→ WHAT THE EXERCISE ASKS:
Rewrite the data with every "instance" changed to "occurrence", keeping everything else the same.

-- EXERCISE INPUT start --

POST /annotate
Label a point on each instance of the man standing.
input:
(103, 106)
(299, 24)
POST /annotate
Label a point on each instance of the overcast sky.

-- EXERCISE INPUT end --

→ SOLVED PROBLEM:
POST /annotate
Label a point on each occurrence of the man standing.
input:
(103, 106)
(299, 24)
POST /annotate
Label a point on each occurrence of the overcast sky.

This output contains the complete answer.